■ 提示された文章
実写とアニメと360度映像を組み合わせた表現が話題となり、再生回数1億回超の大ヒットとなったVTuber・星街すいせいの『ビビデバ』など、数多くのMVやオリジナル作品で注目を浴びている映像制作ユニット「擬態するメタ」。アニメ作家のしまぐちニケと、映像作家のBiviがタッグを組んだのは2020年末のことだったが、そのきっかけは、ひとりで創作を続ける限界を感じたことだったという。
「さらに上のレベルに進むには、新しい動きが必要だと思い、映像作家とアイデア先行で作品をつくるチームを組みたいと考えたんです」としまぐちは語る。
偶然にもBiviもチームメイトを探していたタイミングだった。SNSでつながったふたりは「どうでもいい話が延々とできた」と「擬態するメタ」が結成された。
そんな彼らの核にある言葉は、“大衆的実験映像”だ。

「実験映像は本来ワクワクするものなのに、見づらさ故にその魅力が届いていない作品が多いのです。だったら大衆的なエンターテインメントと融合させて、わかりやすいかたちで提示できないかと考えました」としまぐち。

■ 提供データ
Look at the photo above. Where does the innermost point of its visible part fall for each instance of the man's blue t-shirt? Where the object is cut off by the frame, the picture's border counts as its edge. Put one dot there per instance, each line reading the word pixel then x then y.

■ 課題内容
映像制作ユニット「擬態するメタ」を紹介する文章を、最後の一文の後から書き継ぐこと。 データは別の出典から取ったものだ。

■ 解答
たとえば文字を反転させても読める「アンビグラム」という技法を映像に取り入れたオーイシマサヨシ『L’oN』のMV(ミュージックビデオ)では、誰もが馴染みのある学校の教室を舞台に、掲示されているポスターに反転する文字を描いた。さらには教室全体をひっくり返すという視覚的インパクトで観客を惹きつける。まさに「大衆性×実験性」を両立させる試みだ。
実写とアニメを掛け合わせる手法は彼らの代名詞だが、大きな転機になったのがTOOBOEの『心臓』だ。Biviは回顧する。
「実は最初から実写とアニメを組み合わせたいと思っていたわけではありません。スケジュールや背景美術の問題といった、いろいろな“できないこと”を埋め合わせた結果、実写を舞台にアニメを描くかたちになりました。でもそれが強烈な印象を与えたみたいで、手応えを得ましたね」

しかし、彼らは単純に「実写×アニメ」を繰り返しているわけではない。『ビビデバ』では、360度カメラを用い、さらにはワンカット撮影を駆使することで、舞台となるMVの撮影現場の雰囲気を真空パックするように作品に落とし込んだ。ところがふたりによれば、「みんなが注目したのは、こだわり抜いた360度表現よりも、アニメで描かれたキャラクターと、実写で撮影された人物とのやり取りだった」という。彼らが苦心した技術面よりも、むしろ舞台裏が映る“メタなつくり”にこそ反応が集中したという点もまた大衆的実験映像ならではの現象かもしれない。
彼らの作風の特徴として、視聴者の視点をアニメキャラの視点に重ねる「一人称」表現や、記憶がありありと蘇るようなリアルな青春や生活の描写が挙げられる。Biviは「いまの自分を閉じ込めたい」というモチベーションがあると説明し、こう続ける。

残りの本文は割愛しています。